>> Start RECORD EXTRACTS
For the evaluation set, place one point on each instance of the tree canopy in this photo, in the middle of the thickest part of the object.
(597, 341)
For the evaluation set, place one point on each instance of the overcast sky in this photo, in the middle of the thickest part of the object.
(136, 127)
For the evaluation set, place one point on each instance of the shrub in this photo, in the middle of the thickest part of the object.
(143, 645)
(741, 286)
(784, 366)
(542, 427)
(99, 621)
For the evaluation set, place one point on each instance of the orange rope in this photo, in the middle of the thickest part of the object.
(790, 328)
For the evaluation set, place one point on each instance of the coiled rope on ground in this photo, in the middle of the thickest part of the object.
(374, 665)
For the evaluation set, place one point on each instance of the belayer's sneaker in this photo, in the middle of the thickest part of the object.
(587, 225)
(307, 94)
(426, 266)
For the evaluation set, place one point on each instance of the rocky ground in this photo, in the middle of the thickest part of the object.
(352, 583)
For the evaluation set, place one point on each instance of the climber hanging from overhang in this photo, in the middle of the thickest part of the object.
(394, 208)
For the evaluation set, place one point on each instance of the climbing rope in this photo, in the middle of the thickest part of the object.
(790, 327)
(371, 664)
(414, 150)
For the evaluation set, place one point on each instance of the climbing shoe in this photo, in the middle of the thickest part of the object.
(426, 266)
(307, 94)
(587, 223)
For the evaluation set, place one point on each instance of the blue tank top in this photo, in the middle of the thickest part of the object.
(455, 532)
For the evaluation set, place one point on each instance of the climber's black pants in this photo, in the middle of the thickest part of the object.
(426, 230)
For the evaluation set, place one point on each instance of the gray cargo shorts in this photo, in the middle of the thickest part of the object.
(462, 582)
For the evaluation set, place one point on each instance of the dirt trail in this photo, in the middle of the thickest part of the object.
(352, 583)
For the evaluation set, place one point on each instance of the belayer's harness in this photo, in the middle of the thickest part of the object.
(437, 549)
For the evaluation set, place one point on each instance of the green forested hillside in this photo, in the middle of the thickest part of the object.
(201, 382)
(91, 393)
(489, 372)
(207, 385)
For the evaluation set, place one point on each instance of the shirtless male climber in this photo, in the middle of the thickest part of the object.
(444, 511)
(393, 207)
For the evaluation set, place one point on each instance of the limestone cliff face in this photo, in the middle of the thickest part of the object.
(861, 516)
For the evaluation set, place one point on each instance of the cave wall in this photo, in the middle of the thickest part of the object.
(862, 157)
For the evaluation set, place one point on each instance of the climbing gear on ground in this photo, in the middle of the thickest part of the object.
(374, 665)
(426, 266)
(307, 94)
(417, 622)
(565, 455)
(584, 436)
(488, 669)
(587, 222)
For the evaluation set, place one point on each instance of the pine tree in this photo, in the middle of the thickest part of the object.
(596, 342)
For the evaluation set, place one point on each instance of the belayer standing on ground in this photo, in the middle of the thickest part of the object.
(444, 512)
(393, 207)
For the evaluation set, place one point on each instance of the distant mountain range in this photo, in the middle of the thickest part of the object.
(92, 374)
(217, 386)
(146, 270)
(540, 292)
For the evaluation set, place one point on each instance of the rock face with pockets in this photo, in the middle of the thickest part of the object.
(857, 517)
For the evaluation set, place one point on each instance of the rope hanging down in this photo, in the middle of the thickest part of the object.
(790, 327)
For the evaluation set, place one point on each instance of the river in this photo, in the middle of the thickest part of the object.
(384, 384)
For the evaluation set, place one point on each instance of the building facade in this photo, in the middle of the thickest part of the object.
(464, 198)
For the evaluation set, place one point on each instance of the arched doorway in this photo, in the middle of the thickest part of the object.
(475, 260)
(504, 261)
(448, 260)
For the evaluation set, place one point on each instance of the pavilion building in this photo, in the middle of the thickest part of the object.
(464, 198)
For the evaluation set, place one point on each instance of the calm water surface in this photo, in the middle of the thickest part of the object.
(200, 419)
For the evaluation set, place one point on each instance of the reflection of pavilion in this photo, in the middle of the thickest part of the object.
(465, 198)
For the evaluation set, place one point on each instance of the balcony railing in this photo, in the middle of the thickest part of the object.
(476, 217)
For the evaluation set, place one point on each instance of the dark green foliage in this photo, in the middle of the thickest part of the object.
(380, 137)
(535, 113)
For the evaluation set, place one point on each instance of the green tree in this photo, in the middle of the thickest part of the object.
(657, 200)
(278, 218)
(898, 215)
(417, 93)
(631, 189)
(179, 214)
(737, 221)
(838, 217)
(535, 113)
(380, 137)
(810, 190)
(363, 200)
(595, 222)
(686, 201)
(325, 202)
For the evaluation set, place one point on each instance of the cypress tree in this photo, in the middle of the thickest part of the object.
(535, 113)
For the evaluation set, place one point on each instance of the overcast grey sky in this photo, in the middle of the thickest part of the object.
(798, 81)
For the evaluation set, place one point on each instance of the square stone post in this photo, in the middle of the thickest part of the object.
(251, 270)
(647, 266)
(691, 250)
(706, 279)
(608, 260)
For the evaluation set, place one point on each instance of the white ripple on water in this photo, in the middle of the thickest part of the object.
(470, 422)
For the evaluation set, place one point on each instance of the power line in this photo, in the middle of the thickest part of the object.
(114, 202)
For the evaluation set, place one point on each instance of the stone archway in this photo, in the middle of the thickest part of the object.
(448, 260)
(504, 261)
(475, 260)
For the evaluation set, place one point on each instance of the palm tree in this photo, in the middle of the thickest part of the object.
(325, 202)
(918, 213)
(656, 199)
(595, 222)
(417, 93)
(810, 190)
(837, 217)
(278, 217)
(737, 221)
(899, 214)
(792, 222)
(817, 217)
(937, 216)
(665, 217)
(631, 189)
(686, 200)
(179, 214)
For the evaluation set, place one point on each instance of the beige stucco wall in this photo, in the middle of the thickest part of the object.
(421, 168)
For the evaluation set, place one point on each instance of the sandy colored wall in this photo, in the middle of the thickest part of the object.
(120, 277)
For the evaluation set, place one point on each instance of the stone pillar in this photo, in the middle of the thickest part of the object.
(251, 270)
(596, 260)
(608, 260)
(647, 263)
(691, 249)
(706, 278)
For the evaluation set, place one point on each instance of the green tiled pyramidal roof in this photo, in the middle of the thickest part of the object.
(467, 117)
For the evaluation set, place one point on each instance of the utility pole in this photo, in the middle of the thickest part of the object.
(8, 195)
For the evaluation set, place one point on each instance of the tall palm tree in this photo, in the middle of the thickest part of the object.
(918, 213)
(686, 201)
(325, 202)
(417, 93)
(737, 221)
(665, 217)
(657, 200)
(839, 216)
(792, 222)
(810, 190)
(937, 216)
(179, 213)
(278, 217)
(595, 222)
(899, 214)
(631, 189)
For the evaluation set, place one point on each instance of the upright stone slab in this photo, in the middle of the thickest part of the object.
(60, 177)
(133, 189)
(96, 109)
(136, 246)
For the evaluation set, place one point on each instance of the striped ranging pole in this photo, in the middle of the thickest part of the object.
>> End RECORD EXTRACTS
** PROBLEM **
Extract all lines as given.

** REPLY **
For the evaluation set, place one point on each instance of the tree canopy in this photo, in the middle of the thickest part of the object.
(597, 341)
For the evaluation set, place one point on each instance of the overcast sky in this photo, in the middle of the thickest part of the object.
(136, 127)
For the evaluation set, place one point on each instance of the shrub in this photo, in the middle of the thickest part of the object.
(143, 645)
(741, 286)
(784, 366)
(542, 427)
(99, 621)
For the evaluation set, place one point on each instance of the orange rope in this photo, in the middle of the thickest part of the object.
(790, 328)
For the evaluation set, place one point on each instance of the coiled rope on ground in this photo, in the middle of the thickest part of the object.
(374, 665)
For the evaluation set, place one point on each instance of the belayer's sneaker in this photo, in the middle of the thickest part of the object.
(587, 225)
(307, 94)
(426, 266)
For the evaluation set, place one point on each instance of the rocky ground in this photo, in the middle of the thickest part of the object.
(352, 583)
For the evaluation set, place one point on each instance of the climber hanging from overhang in this photo, in the middle of the thickest part of the object.
(394, 208)
For the evaluation set, place one point on each instance of the climbing rope in this photo, in the middle of the thickest part of the object.
(790, 327)
(371, 664)
(414, 150)
For the evaluation set, place one point on each instance of the climbing shoe in this photo, in the middle of the thickest part of the object.
(426, 266)
(307, 94)
(587, 223)
For the evaluation set, place one point on each instance of the blue tank top in this photo, in the middle of the thickest part of the object.
(455, 532)
For the evaluation set, place one point on each instance of the climber's black pants in this photo, in the middle of the thickest part of the object.
(426, 230)
For the evaluation set, place one point on each instance of the gray cargo shorts in this photo, in the middle of the thickest part of the object.
(462, 582)
For the evaluation set, place one point on each instance of the dirt trail in this photo, in the middle of the thickest part of the object.
(352, 583)
For the evaluation set, place one point on each instance of the belayer's harness in this photo, in the middle of the thickest part of the object.
(437, 549)
For the evaluation set, place one point on each instance of the green forested hillside in this photo, in the middle of the thickest part of the object.
(201, 382)
(91, 393)
(489, 372)
(207, 385)
For the evaluation set, place one point on each instance of the shirtless male climber in this photo, in the middle of the thickest part of the object.
(444, 511)
(393, 207)
For the evaluation set, place one point on each instance of the limestone cliff face in this photo, in the middle of the thickest part of the object.
(861, 516)
For the evaluation set, place one point on each instance of the cave wall in this photo, in the middle of the thickest part of the object.
(862, 157)
For the evaluation set, place one point on each instance of the climbing gear on ground in this photo, in the middle of the thickest part of the object.
(374, 665)
(426, 266)
(307, 94)
(417, 622)
(565, 455)
(584, 436)
(488, 669)
(587, 222)
For the evaluation set, place one point on each instance of the pine tree in this photo, in the middle of the thickest part of the object.
(596, 342)
For the evaluation set, place one point on each instance of the belayer standing on ground in this photo, in the middle of the thickest part of the object.
(444, 512)
(393, 207)
For the evaluation set, place one point on each instance of the distant mountain range in this photo, in the middle of the thickest part of the object.
(92, 374)
(217, 386)
(146, 270)
(540, 292)
For the evaluation set, place one point on each instance of the rock face with pockets in this photo, in the middle of the thickest part of the object.
(857, 517)
For the evaluation set, place one point on each instance of the rope hanging down in this photo, in the middle of the thickest part of the object.
(790, 327)
For the evaluation set, place one point on each instance of the river in this photo, in the middle of the thickest part of the object.
(384, 384)
For the evaluation set, place one point on each instance of the building facade in this photo, in the middle of the thickest part of the object.
(464, 198)
For the evaluation set, place one point on each instance of the arched doorway in this photo, in the middle of the thickest part of the object.
(475, 260)
(504, 261)
(448, 260)
For the evaluation set, place one point on each instance of the pavilion building in this photo, in the middle of the thickest part of the object.
(464, 198)
For the evaluation set, place one point on each instance of the calm water surface in this photo, in the middle of the thickest part of the object.
(200, 419)
For the evaluation set, place one point on each instance of the reflection of pavilion in this photo, in the middle of the thickest part of the object.
(465, 198)
For the evaluation set, place one point on each instance of the balcony railing in this photo, in the middle of the thickest part of the object.
(476, 217)
For the evaluation set, place one point on each instance of the dark green foliage in this photo, in the middle of the thickest part of the object.
(380, 137)
(535, 113)
For the evaluation set, place one point on each instance of the green tree in this photo, in the middle of the thickest part of the object.
(657, 200)
(278, 218)
(898, 215)
(417, 93)
(631, 189)
(179, 214)
(737, 221)
(838, 217)
(535, 113)
(380, 137)
(810, 190)
(363, 200)
(595, 222)
(686, 201)
(325, 202)
For the evaluation set, place one point on each instance of the cypress tree in this photo, in the middle of the thickest part of the object.
(535, 113)
For the evaluation set, place one point on each instance of the overcast grey sky in this photo, in the middle of the thickest part of the object.
(798, 81)
For the evaluation set, place one point on each instance of the square stone post in this photo, in the middle of the thickest part of the object.
(251, 270)
(647, 266)
(691, 250)
(706, 279)
(608, 260)
For the evaluation set, place one point on each instance of the white ripple on water in this photo, in the middle of the thickest part of the object.
(470, 422)
For the evaluation set, place one point on each instance of the power line in this photo, in the middle of the thickest part of the object.
(114, 202)
For the evaluation set, place one point on each instance of the stone archway in this photo, in the middle of the thickest part of the object.
(448, 260)
(504, 261)
(475, 260)
For the evaluation set, place one point on each instance of the palm tree in this photo, in the middle of the thickest part of the object.
(325, 202)
(918, 213)
(656, 199)
(595, 222)
(417, 93)
(810, 190)
(837, 217)
(278, 217)
(737, 221)
(899, 214)
(792, 222)
(817, 217)
(937, 216)
(665, 217)
(631, 189)
(686, 200)
(179, 214)
For the evaluation set, place one point on each instance of the beige stucco wall in this photo, in the middle of the thickest part of the object.
(421, 168)
For the evaluation set, place one point on each instance of the sandy colored wall in this photo, in the middle of the thickest part of the object.
(120, 277)
For the evaluation set, place one point on each instance of the stone pillar in this photo, in the middle of the thickest part of the object.
(251, 270)
(596, 260)
(608, 260)
(647, 263)
(691, 249)
(706, 278)
For the evaluation set, place one point on each instance of the green tiled pyramidal roof in this photo, in the middle of the thickest part of the object.
(467, 117)
For the evaluation set, place one point on each instance of the utility pole in this photo, in the middle of the thickest part of the object.
(8, 195)
For the evaluation set, place one point on each instance of the tall palm tree in this photo, in the middle of the thickest part of the object.
(918, 213)
(686, 201)
(325, 202)
(417, 93)
(737, 221)
(665, 217)
(657, 200)
(839, 216)
(792, 222)
(810, 190)
(937, 216)
(179, 213)
(278, 217)
(595, 222)
(899, 214)
(631, 189)
For the evaluation set, place one point on each instance of the upright stone slab in this photo, in the middle of the thickest part of the object.
(60, 177)
(133, 189)
(96, 109)
(136, 246)
For the evaluation set, place one point on each instance of the striped ranging pole in this photo, in the middle of the thickest part of the object.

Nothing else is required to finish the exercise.